Programming with R

Welcome to R, let’s analyze some data

Learning Objectives

  • Use R as a calculator.
  • Assign values to variables.
  • Read tabular data from a file.
  • Select individual values and subsections from data.
  • Use functions.
  • Display graphs.

Welcome to R

We will be working in RStudio.

Open RStudio, click on the “Console” pane, type 1+1 and press enter. R displays the result of the calculation.

* has higher precedence than +. We can use brackets if necessary ( ). Try 1+2*3 and (1+2)*3.

Spaces can be used to make code easier to read.

We can compare with == < > <= >=. This produces a “logical” value, TRUE or FALSE. Note the double equals, ==, for equality comparison.

There are also character strings such as "string".

Variables

A variable is a name for a value, such as x, current_temperature, or subject_id. We can create a new variable by assigning a value to it using <-

weight_kg <- 55

RStudio helpfully shows us the variable in the “Environment” pane. We can also print it by typing the name of the variable and hitting Enter (or return). In general, R will print to the console any object returned by a function or operation unless we assign it to a variable.

weight_kg
[1] 55

Examples of valid variables names: hello, hello_there, hello.there, value1. Spaces aren’t ok inside variable names. Dots (.) are ok, unlike in many other languages.

We can do arithmetic with the variable:

# weight in pounds:
2.2 * weight_kg
[1] 121

We can also change an object’s value by assigning it a new value:

weight_kg <- 57.5
# weight in kilograms is now
weight_kg
[1] 57.5

If we imagine the variable as a sticky note with a name written on it, assignment is like putting the sticky note on a particular value:

Variables as Sticky Notes

This means that assigning a value to one object does not change the values of other variables. For example, let’s store the subject’s weight in pounds in a variable:

weight_lb <- 2.2 * weight_kg
# weight in kg...
weight_kg
[1] 57.5
# ...and in pounds
weight_lb
[1] 126.5

Creating Another Variable

and then change weight_kg:

weight_kg <- 100.0
# weight in kg now...
weight_kg
[1] 100
# ...and weight in pounds still
weight_lb
[1] 126.5

Updating a Variable

Since weight_lb doesn’t “remember” where its value came from, it isn’t automatically updated when weight_kg changes. This is different from the way spreadsheets work.

- _Material_
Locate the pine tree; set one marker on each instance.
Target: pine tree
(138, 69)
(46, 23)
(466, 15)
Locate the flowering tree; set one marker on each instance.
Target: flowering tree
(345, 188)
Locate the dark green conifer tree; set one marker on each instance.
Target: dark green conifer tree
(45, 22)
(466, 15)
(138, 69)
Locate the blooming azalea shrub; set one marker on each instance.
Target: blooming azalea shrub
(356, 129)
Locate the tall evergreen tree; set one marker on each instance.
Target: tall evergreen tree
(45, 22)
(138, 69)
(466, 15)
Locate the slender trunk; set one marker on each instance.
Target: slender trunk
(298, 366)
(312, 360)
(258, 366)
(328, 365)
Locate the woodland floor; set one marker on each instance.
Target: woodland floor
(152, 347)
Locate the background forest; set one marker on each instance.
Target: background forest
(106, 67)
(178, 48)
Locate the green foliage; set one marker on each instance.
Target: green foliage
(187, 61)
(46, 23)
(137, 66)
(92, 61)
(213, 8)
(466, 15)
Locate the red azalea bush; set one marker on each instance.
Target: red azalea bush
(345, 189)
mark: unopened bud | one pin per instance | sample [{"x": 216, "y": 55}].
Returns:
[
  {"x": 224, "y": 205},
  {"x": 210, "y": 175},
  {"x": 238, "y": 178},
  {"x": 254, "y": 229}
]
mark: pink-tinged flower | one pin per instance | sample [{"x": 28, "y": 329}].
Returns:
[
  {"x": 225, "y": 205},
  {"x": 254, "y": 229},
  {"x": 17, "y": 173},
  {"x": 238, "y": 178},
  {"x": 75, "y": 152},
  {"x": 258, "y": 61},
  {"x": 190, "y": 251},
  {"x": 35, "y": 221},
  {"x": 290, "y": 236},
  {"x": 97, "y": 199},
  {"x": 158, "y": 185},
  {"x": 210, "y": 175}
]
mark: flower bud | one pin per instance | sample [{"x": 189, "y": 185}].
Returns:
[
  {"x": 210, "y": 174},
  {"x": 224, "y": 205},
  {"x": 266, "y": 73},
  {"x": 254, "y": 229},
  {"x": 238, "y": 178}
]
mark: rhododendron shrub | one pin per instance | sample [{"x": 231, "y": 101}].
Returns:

- _Problem requirements_
Carry on the R programming tutorial from its last sentence.

- _Task result_
Vectors

We can make vectors with c( ), for example c(1,2,3), and do maths to them. c means “combine”. Actually in R, values are just vectors of length one. R is obsesssed with vectors.

myvec <- c(1,2,3)
myvec + 1
[1] 2 3 4
myvec + myvec
[1] 2 4 6
c(10, myvec)
[1] 10  1  2  3

Access elements of a vector with [ ], for example myvec[1].

We will also encounter character strings, for example "hello". R also has something called “factors”, which are categorical vectors, and behave very much like character vectors (think the factors in an experiment). R likes turning character vectors into factors, which is usually fine.

R has various functions, such as sum( ). We can get help on a function with, eg ?sum. Because R is a language for statistics, it has many built in statistics-related functions. We will also be loading more specialized functions from “libraries” (also known as “packages”).

Lists

Vectors contain all the same kind of thing. Try c(42, "hello"). Lists can contain different kinds of thing.

We generally gives the things in a list names. Try list(num=42, greeting="hello"). To access named elements we use $.

mylist <- list(num=42, greeting="Hello, world")
mylist$greeting
[1] "Hello, world"

I’m skipping a lot of details here.

This terminology is peculiar to R. Other languages make the same distinction they may use different words for vectors and lists.

If you’re not sure what sort of object you are dealing with you can use class, or for more detailed information str (structure).

Working with data

Loading data

Our example data is quality measurements (particle size) on PVC plastic production, using eight different resin batches, and three different machine operators.

The data sets are stored in comma-separated values (CSV) format. Each row is a resin batch, and each column is an operator. In RStudio, open pvc.csv and have a look at what it contains.

read.csv(file="data/pvc.csv", row.names=1)

The expression read.csv(...) is a function call that asks R to run the function read.csv.

read.csv has two arguments: the name of the file we want to read, and which column contains the row names. The filename needs to be a character string (or string for short), so we put it in quotes. Assigning the second argument, row.names, to be 1 indicates that the data file has row names, and which column number they are stored in.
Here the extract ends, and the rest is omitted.